=== 任务要求 ===
1. 能否把TensorFlow-GPU 2.0升级一文中从“我这次TensorFlow的”起、到“Version应该>=410+,但我目前的Driver Version 387.26。”止（含这两处文字）的部分一字不差地打印出来？
2. 能从TensorFlow-GPU 2.0升级一文的最后一句往下接，给出后续内容吗？

=== 选段 ===
◇ ◇ ◇ ◇
我的TensorFlow-GPU 2.0升级之路

文章目录

1.6安装TensorFlow-GPU 2.0
1.7 Jupyter notebook的配置
1.9 TensorFlow一般方式处理实例
1.10 TensorFlow分布式处理实例
1.10.2创建一个分发变量和图形的镜像策略
1.10.3定义批处理等变量
1.10.4创建数据集并进行分发
1.10.8定义性能衡量指标
1.11 建议使用conda安装TensorFlow

我这次TensorFlow的升级之路，可以用一句话来概括：“山重水复疑无路，柳暗花明又一村”

1.1环境分析

1、目标：升级到TensorFlow-GPU 2.0

2、原有环境:

Python3.6，TensorFlow-GPU 1.6，ubuntu16.04，GPU驱动为NVIDIA-SMI 387.26

3、“硬核”：

①如果要升级到TensorFlow-gpu 2.0,cuda 应该是10.+，而10.+，根据表1-1可知，GPU的Driver Version应该>=410+,但我目前的Driver Version 387.26。

②TensorFlow支持Python3.7

4、在安装TensorFlow-gpu 2.0之前需要做的事情

①升级GPU Driver Version>=410（最关键）

②安装Python3.7

③安装cuda 10

④安装TensorFlow-gpu 2.0

1.2参考资料

以下这些参考资料在安装过程中可能需要。

1、如何查找GPU型号与Driver version之间的关系？
◇ ◇ ◇ ◇
=== 数据条目 ===
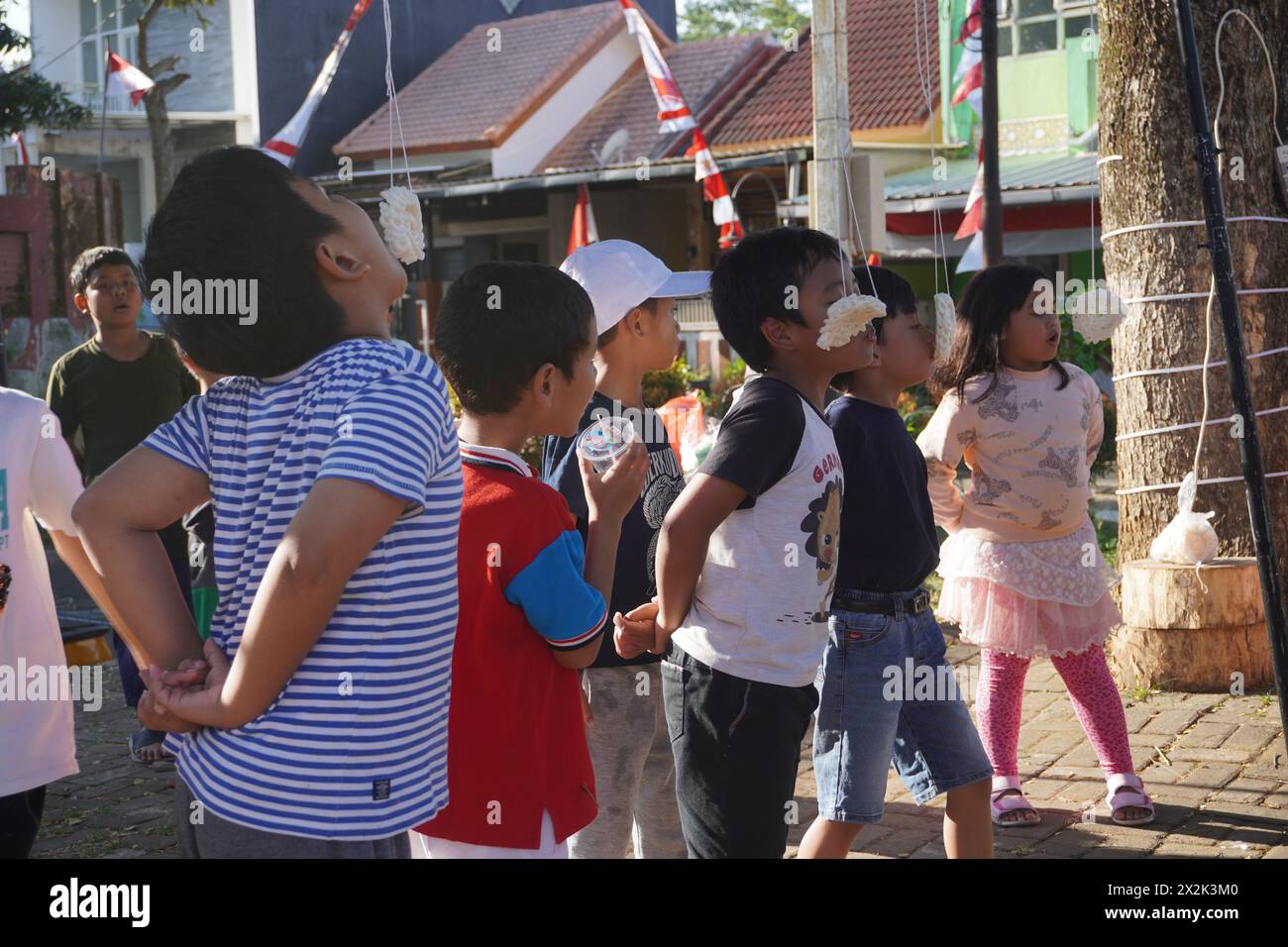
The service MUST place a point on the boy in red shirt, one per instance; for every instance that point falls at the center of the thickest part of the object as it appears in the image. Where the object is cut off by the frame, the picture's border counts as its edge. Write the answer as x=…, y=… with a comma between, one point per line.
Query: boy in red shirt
x=515, y=342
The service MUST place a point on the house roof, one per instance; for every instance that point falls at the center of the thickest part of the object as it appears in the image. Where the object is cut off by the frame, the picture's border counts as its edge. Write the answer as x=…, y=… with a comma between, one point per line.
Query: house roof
x=475, y=98
x=704, y=69
x=1019, y=172
x=885, y=84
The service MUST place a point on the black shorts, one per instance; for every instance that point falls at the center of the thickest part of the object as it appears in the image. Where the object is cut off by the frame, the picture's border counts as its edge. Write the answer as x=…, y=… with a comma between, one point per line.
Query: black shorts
x=737, y=746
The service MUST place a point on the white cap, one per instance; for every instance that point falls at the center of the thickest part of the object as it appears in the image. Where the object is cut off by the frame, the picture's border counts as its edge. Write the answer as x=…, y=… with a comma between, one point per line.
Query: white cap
x=618, y=274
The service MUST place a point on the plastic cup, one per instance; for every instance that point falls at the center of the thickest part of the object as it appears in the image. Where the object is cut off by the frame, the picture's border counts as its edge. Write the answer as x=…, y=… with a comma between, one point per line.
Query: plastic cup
x=604, y=441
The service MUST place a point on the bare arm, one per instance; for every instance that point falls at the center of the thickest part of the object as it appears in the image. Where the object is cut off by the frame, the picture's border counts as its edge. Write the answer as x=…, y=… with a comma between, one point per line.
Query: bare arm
x=333, y=532
x=72, y=553
x=682, y=549
x=943, y=451
x=117, y=518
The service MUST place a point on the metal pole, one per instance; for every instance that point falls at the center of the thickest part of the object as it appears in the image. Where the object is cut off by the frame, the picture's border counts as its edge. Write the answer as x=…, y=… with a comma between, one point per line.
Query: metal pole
x=102, y=116
x=829, y=60
x=1223, y=269
x=992, y=171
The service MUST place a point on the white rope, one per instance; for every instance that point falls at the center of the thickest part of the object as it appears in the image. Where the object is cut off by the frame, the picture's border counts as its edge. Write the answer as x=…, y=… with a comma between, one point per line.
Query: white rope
x=1211, y=292
x=1202, y=483
x=939, y=245
x=1167, y=224
x=393, y=99
x=1168, y=296
x=1146, y=372
x=1190, y=425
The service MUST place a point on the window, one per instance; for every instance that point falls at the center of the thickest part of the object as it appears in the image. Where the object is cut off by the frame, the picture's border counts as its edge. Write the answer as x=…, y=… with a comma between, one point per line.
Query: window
x=1038, y=26
x=107, y=25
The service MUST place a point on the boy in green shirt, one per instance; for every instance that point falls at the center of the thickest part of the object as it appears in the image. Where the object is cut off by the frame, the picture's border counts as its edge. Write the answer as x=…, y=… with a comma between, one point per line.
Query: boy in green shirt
x=110, y=393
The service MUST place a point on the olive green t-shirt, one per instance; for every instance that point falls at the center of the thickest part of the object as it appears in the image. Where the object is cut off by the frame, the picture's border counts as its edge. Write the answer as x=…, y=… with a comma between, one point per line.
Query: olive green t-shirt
x=114, y=405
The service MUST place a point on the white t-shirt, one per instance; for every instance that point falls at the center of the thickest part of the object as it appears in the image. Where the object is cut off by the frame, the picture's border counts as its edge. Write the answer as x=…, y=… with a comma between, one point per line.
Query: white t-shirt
x=760, y=607
x=38, y=478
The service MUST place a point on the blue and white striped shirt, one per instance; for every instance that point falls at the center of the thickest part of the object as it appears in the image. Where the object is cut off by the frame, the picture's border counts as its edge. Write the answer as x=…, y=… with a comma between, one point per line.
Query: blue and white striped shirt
x=356, y=746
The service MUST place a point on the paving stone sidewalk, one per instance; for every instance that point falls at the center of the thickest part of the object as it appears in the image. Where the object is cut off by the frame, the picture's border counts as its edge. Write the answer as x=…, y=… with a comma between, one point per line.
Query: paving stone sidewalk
x=1214, y=763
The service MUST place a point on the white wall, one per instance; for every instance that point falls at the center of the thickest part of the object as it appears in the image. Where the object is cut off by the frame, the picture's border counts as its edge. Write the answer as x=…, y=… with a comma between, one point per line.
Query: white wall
x=54, y=27
x=568, y=106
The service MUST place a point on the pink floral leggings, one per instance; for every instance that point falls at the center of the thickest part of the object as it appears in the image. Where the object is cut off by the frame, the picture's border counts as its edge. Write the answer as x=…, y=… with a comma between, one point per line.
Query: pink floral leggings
x=1091, y=688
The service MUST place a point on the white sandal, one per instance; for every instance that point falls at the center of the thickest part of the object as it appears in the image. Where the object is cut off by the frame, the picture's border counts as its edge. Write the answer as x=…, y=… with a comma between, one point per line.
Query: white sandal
x=1000, y=804
x=1127, y=789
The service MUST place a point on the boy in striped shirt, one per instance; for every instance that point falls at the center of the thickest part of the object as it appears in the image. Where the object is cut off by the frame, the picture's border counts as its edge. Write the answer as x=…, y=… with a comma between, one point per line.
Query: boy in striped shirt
x=314, y=719
x=515, y=342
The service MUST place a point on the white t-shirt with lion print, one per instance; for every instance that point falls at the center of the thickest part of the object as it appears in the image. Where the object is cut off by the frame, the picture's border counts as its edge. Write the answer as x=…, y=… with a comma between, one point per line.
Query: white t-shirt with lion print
x=760, y=607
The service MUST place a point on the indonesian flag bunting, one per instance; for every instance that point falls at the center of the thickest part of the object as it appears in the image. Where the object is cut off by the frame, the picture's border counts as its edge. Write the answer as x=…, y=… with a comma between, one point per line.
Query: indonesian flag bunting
x=124, y=78
x=713, y=188
x=284, y=145
x=673, y=114
x=974, y=219
x=21, y=146
x=584, y=231
x=970, y=68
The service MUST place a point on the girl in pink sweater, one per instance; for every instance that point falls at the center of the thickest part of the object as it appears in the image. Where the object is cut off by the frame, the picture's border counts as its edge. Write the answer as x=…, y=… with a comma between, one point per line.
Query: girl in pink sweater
x=1022, y=573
◇ ◇ ◇ ◇
=== 各题答案 ===
1.
我这次TensorFlow的升级之路，可以用一句话来概括：“山重水复疑无路，柳暗花明又一村”

1.1环境分析

1、目标：升级到TensorFlow-GPU 2.0

2、原有环境:

Python3.6，TensorFlow-GPU 1.6，ubuntu16.04，GPU驱动为NVIDIA-SMI 387.26

3、“硬核”：

①如果要升级到TensorFlow-gpu 2.0,cuda 应该是10.+，而10.+，根据表1-1可知，GPU的Driver Version应该>=410+,但我目前的Driver Version 387.26。

2.
安装新的支持cuda10+的驱动，具体安装驱动程序，可登录：

https://www.nvidia.com/Download/Find.aspx?lang=en-us 得到图1-1界面，输入对于GPU型号获取对于驱动程序。

图1-1 GPU型号及产品系列兼容的Driver版本

2、安装GPU驱动有哪些常用方法？

安装GPU驱动有一些3种方法，前2种操作比较简单，第3种NVIDIA推荐的手动安装方法，定制比较高，但比较繁琐。

①使用标准Ubuntu仓库进行自动化安装

②使用PPA仓库进行自动化安装

③使用官方的NVIDIA驱动进行手动安装

3、如何查看当前内核？

安装过程中，可能会出现/boot目录空间问题，这些需要通过一些方法保证/boot空间，方法有删除一些非当前使用的内核或扩充/boot空间等方法。

①查看内核列表

sudo dpkg --get-selections |grep linux-image

②查看当前使用的内核

uname -r

③删除内核方法

sudo apt-get remove linux-image-***-generic

1.3 安装的准备工作

1、查看显卡基本信息

通过命令nvidia-smi 查看显卡基本信息：

NVIDIA-SMI 387.26 Driver Version: 387.26

2、nvidia 驱动和cuda runtime 版本对应关系

查看nvidia官网：

https://docs.nvidia.com/cuda/cuda-toolkit-release-notes/index.html

表1-1 CUDA与其兼容的Driver版本

从上表可知，因我目前的GPU驱动版本为：Driver Version: 387.26，无法安装cudnn10+

需要升级GPU驱动。

1.4 升级GPU驱动

Ubuntu 社区建立了一个命名为 Graphics Drivers PPA 的全新 PPA，专门为 Ubuntu 用户提供最新版本的各种驱动程序，如Nvidia 驱动。因此我采用通过 PPA 为 Ubuntu 安装 Nvidia 驱动程序，即使用PPA仓库进行自动化安装。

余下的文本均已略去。